### [Entries from a point annotation set]
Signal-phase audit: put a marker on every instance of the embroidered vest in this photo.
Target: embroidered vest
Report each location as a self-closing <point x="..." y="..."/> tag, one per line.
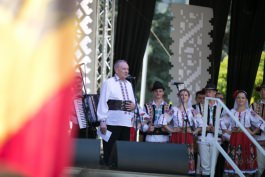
<point x="259" y="108"/>
<point x="150" y="109"/>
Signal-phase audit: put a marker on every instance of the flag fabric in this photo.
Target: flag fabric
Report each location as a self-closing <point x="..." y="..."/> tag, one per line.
<point x="36" y="75"/>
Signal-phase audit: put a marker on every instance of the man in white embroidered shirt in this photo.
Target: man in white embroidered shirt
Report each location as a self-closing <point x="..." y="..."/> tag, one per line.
<point x="115" y="110"/>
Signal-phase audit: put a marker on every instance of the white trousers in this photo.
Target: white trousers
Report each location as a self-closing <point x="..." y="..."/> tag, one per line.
<point x="205" y="151"/>
<point x="261" y="162"/>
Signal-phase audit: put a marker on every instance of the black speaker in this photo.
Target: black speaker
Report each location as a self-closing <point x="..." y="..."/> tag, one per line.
<point x="152" y="157"/>
<point x="87" y="152"/>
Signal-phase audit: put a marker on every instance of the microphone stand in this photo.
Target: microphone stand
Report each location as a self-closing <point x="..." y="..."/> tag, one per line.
<point x="84" y="102"/>
<point x="137" y="114"/>
<point x="187" y="121"/>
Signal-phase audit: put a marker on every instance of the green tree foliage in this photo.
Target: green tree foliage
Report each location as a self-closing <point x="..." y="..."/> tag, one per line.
<point x="259" y="78"/>
<point x="222" y="83"/>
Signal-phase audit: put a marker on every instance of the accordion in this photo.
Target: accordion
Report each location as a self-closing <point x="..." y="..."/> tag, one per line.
<point x="90" y="107"/>
<point x="86" y="110"/>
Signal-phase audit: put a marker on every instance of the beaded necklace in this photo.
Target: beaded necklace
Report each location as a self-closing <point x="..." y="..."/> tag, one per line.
<point x="124" y="91"/>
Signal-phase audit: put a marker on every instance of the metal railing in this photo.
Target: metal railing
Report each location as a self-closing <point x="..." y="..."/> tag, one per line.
<point x="215" y="143"/>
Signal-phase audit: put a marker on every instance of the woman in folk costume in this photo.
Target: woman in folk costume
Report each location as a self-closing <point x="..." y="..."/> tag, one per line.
<point x="241" y="150"/>
<point x="187" y="122"/>
<point x="158" y="106"/>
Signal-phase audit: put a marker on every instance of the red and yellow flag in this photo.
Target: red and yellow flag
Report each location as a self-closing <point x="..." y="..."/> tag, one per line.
<point x="36" y="73"/>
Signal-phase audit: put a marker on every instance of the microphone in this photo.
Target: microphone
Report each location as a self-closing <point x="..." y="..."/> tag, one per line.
<point x="177" y="83"/>
<point x="129" y="77"/>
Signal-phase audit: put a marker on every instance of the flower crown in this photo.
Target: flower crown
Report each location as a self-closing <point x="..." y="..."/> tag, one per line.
<point x="239" y="91"/>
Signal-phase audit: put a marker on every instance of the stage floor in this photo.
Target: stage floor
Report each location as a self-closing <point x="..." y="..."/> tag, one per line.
<point x="87" y="172"/>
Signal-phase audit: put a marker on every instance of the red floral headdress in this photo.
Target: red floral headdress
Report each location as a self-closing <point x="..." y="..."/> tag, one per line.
<point x="237" y="92"/>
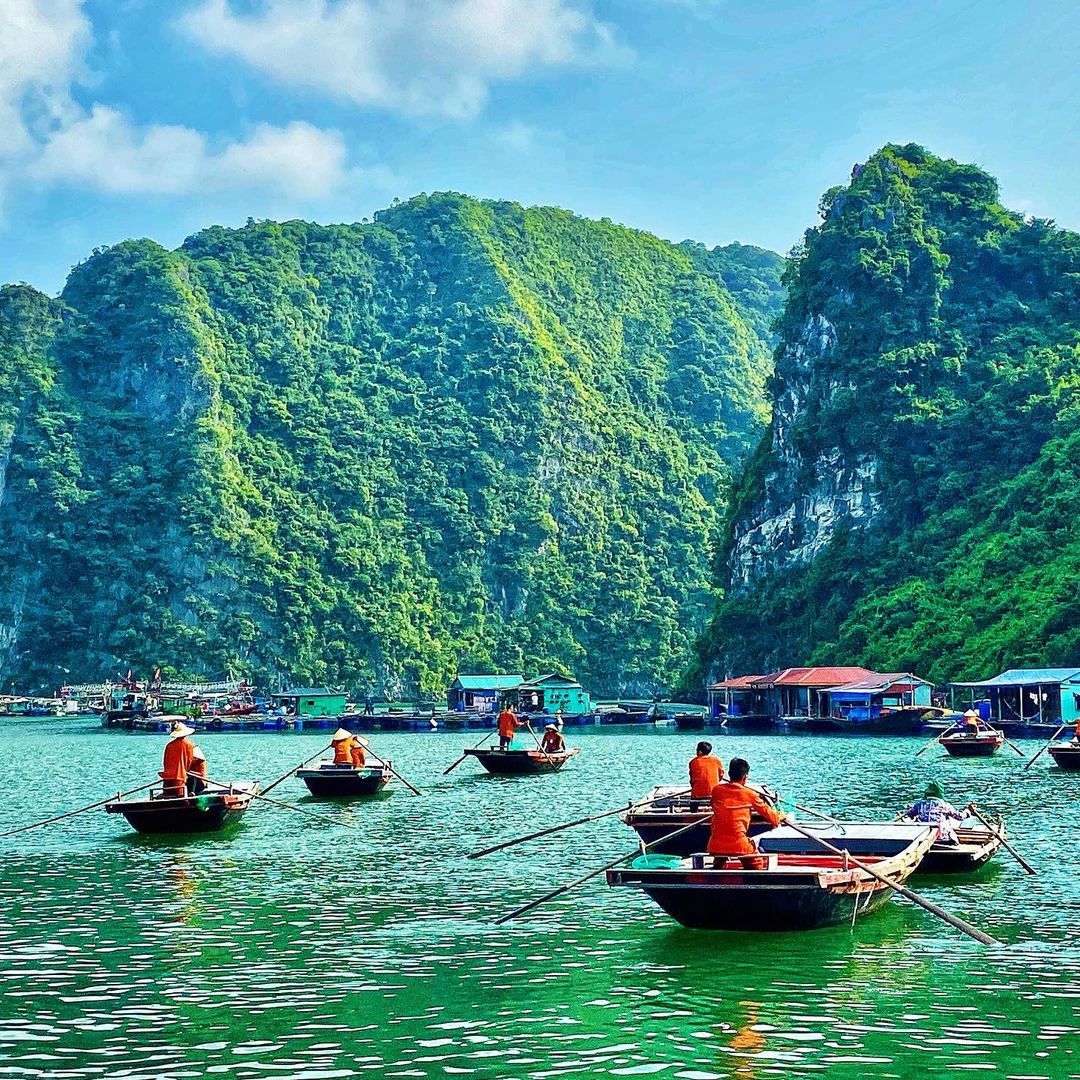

### [SHORT PROBLEM]
Rewrite all the records, replacing every "Signal-phase audit" with "Point check" and changing nothing else. Leave the pictures out.

### [WRITTEN SOLUTION]
Point check: put a marker on every instance of the embroidered vest in this photo.
Target: embroidered vest
Report each location as a self-closing <point x="..." y="..."/> tag, one per line.
<point x="259" y="108"/>
<point x="150" y="109"/>
Point check: put a marker on every instance of the flag fabric in this photo.
Target: flag fabric
Report each location as a self-closing <point x="..." y="..."/> tag, one per line.
<point x="36" y="75"/>
Point check: put a marker on every instance of the man in white embroidered shirt in this photo.
Target: man in white embroidered shirt
Report each location as a self-closing <point x="..." y="..."/> tag, one per line.
<point x="115" y="110"/>
Point check: put a marker on every instance of the white trousers in this photo.
Target: white trousers
Report each location as a self-closing <point x="..." y="..."/> tag, one per line.
<point x="205" y="151"/>
<point x="261" y="162"/>
Point check: put a marker on every instance of the black speaker in this photo.
Target: black speaker
Report each location as a self-closing <point x="..." y="..."/> tag, one per line.
<point x="152" y="157"/>
<point x="87" y="152"/>
Point check: put a marker on every instance of the microphone stand in this photo.
Target: microphone stand
Report each location as a self-closing <point x="..." y="..."/> tag, one per line.
<point x="84" y="102"/>
<point x="137" y="114"/>
<point x="187" y="121"/>
Point check: put a marker on every instance of the green tree foliage in this photo.
Target: green tree foliage
Report each location as a self-closing <point x="..." y="..."/> tag, one per line.
<point x="259" y="78"/>
<point x="222" y="83"/>
Point check: put a marker on every instance of the accordion in this photo.
Target: accordion
Report each location as a self-closing <point x="..." y="..."/> tag, one per line.
<point x="90" y="107"/>
<point x="86" y="110"/>
Point check: put a marker on every instance of the beaded necklace in this photo.
Target: beaded necklace
Report each location as a self-closing <point x="..." y="..."/> tag, one per line.
<point x="124" y="91"/>
Point check: put a marker on every instance of the metal railing in this photo.
Target: metal railing
Report each location as a self-closing <point x="..." y="..."/> tag, one per line.
<point x="215" y="143"/>
Point check: put a marker on every instance of the woman in folk costume in this photo.
Target: woman in folk costume
Report each location as a self-closing <point x="..." y="..."/> tag, one per line.
<point x="241" y="150"/>
<point x="187" y="122"/>
<point x="158" y="106"/>
Point check: put a marker on every instance of the red and yellow flag in this photo.
Target: red and yellow flag
Report each location as a self-closing <point x="..." y="..."/> tag, one per line.
<point x="36" y="73"/>
Point check: put a marker on every instance of the microphone in this photo.
Target: microphone
Report each location as a self-closing <point x="..." y="..."/> tag, one per line.
<point x="177" y="83"/>
<point x="129" y="77"/>
Point check: put a marker on every instance of the flower crown in this photo.
Target: flower crown
Report each location as a self-closing <point x="..." y="..."/> tag, one per line.
<point x="239" y="91"/>
Point check: put a marker on every instance of the stage floor in this photo.
Target: stage floor
Report each location as a self-closing <point x="..." y="..."/> tag, one per line.
<point x="87" y="172"/>
Point check: put a marker on every instance of the red floral headdress in this photo.
Target: red floral headdress
Report each location as a self-closing <point x="..." y="..."/> tag, one per line.
<point x="237" y="92"/>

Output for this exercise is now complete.